§ SET EXERCISE
Arrange all the lines of the records below as a numbered list, skipping the blank lines and leaving out the pictures.
....
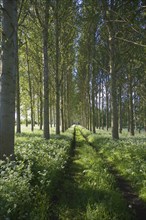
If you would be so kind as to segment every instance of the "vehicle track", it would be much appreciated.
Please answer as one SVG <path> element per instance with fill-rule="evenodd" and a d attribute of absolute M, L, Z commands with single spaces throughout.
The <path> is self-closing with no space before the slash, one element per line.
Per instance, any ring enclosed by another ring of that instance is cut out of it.
<path fill-rule="evenodd" d="M 146 203 L 139 198 L 138 194 L 132 188 L 129 181 L 127 181 L 115 168 L 115 166 L 109 162 L 106 157 L 99 153 L 97 148 L 88 141 L 88 138 L 83 134 L 80 130 L 81 135 L 85 138 L 87 143 L 93 147 L 96 152 L 100 155 L 103 159 L 108 171 L 115 177 L 116 185 L 119 188 L 120 192 L 122 193 L 123 197 L 125 198 L 127 204 L 129 204 L 129 210 L 133 214 L 133 218 L 136 220 L 146 220 Z"/>

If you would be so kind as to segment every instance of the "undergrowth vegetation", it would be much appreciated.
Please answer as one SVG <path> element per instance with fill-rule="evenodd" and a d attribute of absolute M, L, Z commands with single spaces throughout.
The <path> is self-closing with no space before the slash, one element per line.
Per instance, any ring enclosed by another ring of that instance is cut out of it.
<path fill-rule="evenodd" d="M 15 161 L 0 161 L 0 219 L 45 220 L 70 157 L 73 128 L 49 141 L 40 133 L 16 138 Z"/>
<path fill-rule="evenodd" d="M 128 204 L 116 188 L 113 176 L 80 130 L 78 126 L 75 157 L 71 164 L 71 176 L 64 182 L 59 219 L 131 219 Z M 84 135 L 87 134 L 90 132 L 84 129 Z"/>
<path fill-rule="evenodd" d="M 88 141 L 105 156 L 130 182 L 139 196 L 146 201 L 146 135 L 130 137 L 123 132 L 120 140 L 114 141 L 105 131 L 87 134 Z"/>

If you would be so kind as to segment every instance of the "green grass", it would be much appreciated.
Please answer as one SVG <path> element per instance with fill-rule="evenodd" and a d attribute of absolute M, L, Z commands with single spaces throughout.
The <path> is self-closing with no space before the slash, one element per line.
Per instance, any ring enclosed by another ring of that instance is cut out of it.
<path fill-rule="evenodd" d="M 51 199 L 70 157 L 73 128 L 49 141 L 42 132 L 16 137 L 16 160 L 0 161 L 0 219 L 47 220 Z"/>
<path fill-rule="evenodd" d="M 77 127 L 75 158 L 65 177 L 59 219 L 129 220 L 128 204 L 115 187 L 114 178 Z M 85 134 L 89 134 L 84 130 Z"/>
<path fill-rule="evenodd" d="M 146 133 L 131 137 L 126 131 L 114 141 L 109 132 L 89 134 L 88 140 L 119 172 L 130 181 L 139 196 L 146 201 Z"/>

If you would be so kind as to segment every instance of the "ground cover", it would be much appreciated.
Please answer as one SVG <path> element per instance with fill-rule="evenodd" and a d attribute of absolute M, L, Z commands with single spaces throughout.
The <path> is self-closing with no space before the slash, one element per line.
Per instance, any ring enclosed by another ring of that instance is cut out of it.
<path fill-rule="evenodd" d="M 145 219 L 145 134 L 137 133 L 135 137 L 130 137 L 124 132 L 120 140 L 114 141 L 106 131 L 97 130 L 97 134 L 92 134 L 82 128 L 82 132 L 115 176 L 129 207 L 134 210 L 137 218 Z"/>
<path fill-rule="evenodd" d="M 70 156 L 73 128 L 49 141 L 42 133 L 16 138 L 16 160 L 0 161 L 0 219 L 45 220 Z"/>
<path fill-rule="evenodd" d="M 58 219 L 131 219 L 128 205 L 116 188 L 113 176 L 80 129 L 77 126 L 74 156 L 57 192 Z"/>

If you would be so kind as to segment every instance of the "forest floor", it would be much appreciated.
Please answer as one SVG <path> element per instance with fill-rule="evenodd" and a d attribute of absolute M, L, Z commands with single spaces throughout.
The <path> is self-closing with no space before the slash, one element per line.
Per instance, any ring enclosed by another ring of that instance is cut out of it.
<path fill-rule="evenodd" d="M 74 152 L 53 198 L 50 219 L 145 220 L 146 204 L 76 128 Z"/>
<path fill-rule="evenodd" d="M 87 137 L 81 132 L 87 143 L 95 148 L 95 146 L 88 142 Z M 96 150 L 97 153 L 99 153 Z M 99 156 L 104 161 L 108 171 L 111 175 L 114 176 L 116 185 L 122 193 L 126 203 L 129 204 L 128 207 L 134 213 L 134 216 L 137 220 L 146 220 L 146 203 L 139 197 L 139 195 L 135 192 L 130 182 L 127 181 L 122 174 L 116 169 L 116 167 L 109 162 L 102 153 L 99 153 Z"/>

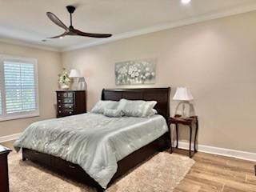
....
§ WRITTEN RESPONSE
1. If you would be so kind as to segment every instance of the "vehicle track", it would be much appreciated.
2. Please answer as one SVG <path> element per instance with fill-rule="evenodd" and a d attribute of absolute M, L, Z commands with single spaces throughout.
3. The <path> is self-closing with no space before the slash, one element per line.
4. Per instance, any ring enclosed by another ring of that instance is cut out of it.
5. <path fill-rule="evenodd" d="M 146 203 L 139 198 L 138 194 L 132 188 L 129 181 L 127 181 L 115 168 L 115 166 L 109 162 L 106 157 L 99 153 L 97 148 L 88 141 L 88 138 L 83 134 L 80 130 L 81 135 L 85 138 L 87 143 L 93 147 L 96 152 L 100 155 L 103 159 L 108 171 L 115 177 L 116 185 L 119 188 L 120 192 L 122 193 L 123 197 L 125 198 L 127 204 L 129 204 L 129 210 L 133 214 L 133 218 L 136 220 L 146 220 Z"/>
6. If you would be so kind as to segment every instance of the "undergrowth vegetation", it would be much appreciated.
7. Please answer as one SVG <path> element per instance with fill-rule="evenodd" and a d attribute of absolute M, L, Z commands with single spaces throughout.
8. The <path> is self-closing with no space before the slash, one element per line.
9. Per instance, any ring enclosed by another ring of that instance is cut out of it.
10. <path fill-rule="evenodd" d="M 15 161 L 0 161 L 0 219 L 45 220 L 70 157 L 73 128 L 49 141 L 40 133 L 16 138 Z"/>
11. <path fill-rule="evenodd" d="M 128 204 L 116 188 L 113 176 L 80 130 L 78 126 L 75 157 L 71 164 L 71 176 L 64 182 L 59 219 L 131 219 Z M 84 135 L 87 134 L 90 132 L 84 129 Z"/>
12. <path fill-rule="evenodd" d="M 88 141 L 105 156 L 130 182 L 139 196 L 146 201 L 146 135 L 130 137 L 123 132 L 120 140 L 114 141 L 105 131 L 87 134 Z"/>
13. If you would be so kind as to segment every instance of the "green grass", it would be much appreciated.
14. Please answer as one SVG <path> element per instance with fill-rule="evenodd" and a d attribute of absolute M, L, Z commands with single spaces throughout.
15. The <path> is self-closing with no space before the slash, one element per line.
16. Per instance, any ring enclosed by another ring of that instance is cut out of it.
17. <path fill-rule="evenodd" d="M 51 199 L 70 157 L 73 128 L 49 141 L 42 132 L 16 137 L 16 160 L 0 161 L 0 219 L 47 220 Z"/>
18. <path fill-rule="evenodd" d="M 77 127 L 75 158 L 65 177 L 59 219 L 129 220 L 128 204 L 115 187 L 114 178 Z M 85 134 L 89 134 L 84 130 Z"/>
19. <path fill-rule="evenodd" d="M 146 133 L 131 137 L 126 131 L 114 141 L 109 132 L 89 134 L 88 140 L 119 172 L 130 181 L 139 196 L 146 201 Z"/>
20. If you would be so kind as to segment every instance of the "ground cover", it would be much appreciated.
21. Please answer as one SVG <path> element per instance with fill-rule="evenodd" and a d attribute of absolute M, L, Z commands with single spaces throughout.
22. The <path> is self-closing with no space before the slash, one element per line.
23. Per instance, any ring enclosed by another ring of that instance is cut out of it.
24. <path fill-rule="evenodd" d="M 145 219 L 145 134 L 137 133 L 135 137 L 130 137 L 124 132 L 120 140 L 114 141 L 106 131 L 97 130 L 97 134 L 92 134 L 82 128 L 82 132 L 115 176 L 129 207 L 134 210 L 137 218 Z"/>
25. <path fill-rule="evenodd" d="M 70 156 L 73 128 L 49 141 L 42 133 L 16 138 L 16 160 L 0 161 L 0 219 L 45 220 Z"/>
26. <path fill-rule="evenodd" d="M 58 219 L 131 219 L 128 205 L 116 188 L 113 176 L 80 129 L 77 126 L 74 156 L 57 192 Z"/>
27. If you would be so kind as to segment every instance of the "forest floor", it would be much appreciated.
28. Please answer as one SVG <path> element per instance with fill-rule="evenodd" and a d attribute of absolute M, L, Z commands with single spaces throughout.
29. The <path> is self-closing with no space before the slash, one element per line.
30. Per instance, any ring enclosed by another ring of that instance is cut out of it.
31. <path fill-rule="evenodd" d="M 74 152 L 53 198 L 50 219 L 145 220 L 146 204 L 76 128 Z"/>
32. <path fill-rule="evenodd" d="M 87 137 L 81 132 L 87 143 L 95 148 L 95 146 L 88 142 Z M 96 150 L 97 153 L 99 153 Z M 99 156 L 104 161 L 108 171 L 111 175 L 114 176 L 116 185 L 122 193 L 126 203 L 129 204 L 128 207 L 134 213 L 134 216 L 137 220 L 146 220 L 146 203 L 139 197 L 139 195 L 135 192 L 130 182 L 127 181 L 122 174 L 116 169 L 116 167 L 109 162 L 102 153 L 99 153 Z"/>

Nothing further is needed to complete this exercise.